• _Given problem_
In the entries below, swap every "apple blossom" for "pear blossom" and change nothing else.

• _Recorded information_
— Start —

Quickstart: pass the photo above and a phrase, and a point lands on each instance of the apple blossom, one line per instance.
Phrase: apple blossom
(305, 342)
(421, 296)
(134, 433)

— End —

• _Completed task_
Quickstart: pass the photo above and a phrase, and a point lands on each instance of the pear blossom, one line per instance.
Phrase: pear blossom
(305, 342)
(421, 296)
(134, 433)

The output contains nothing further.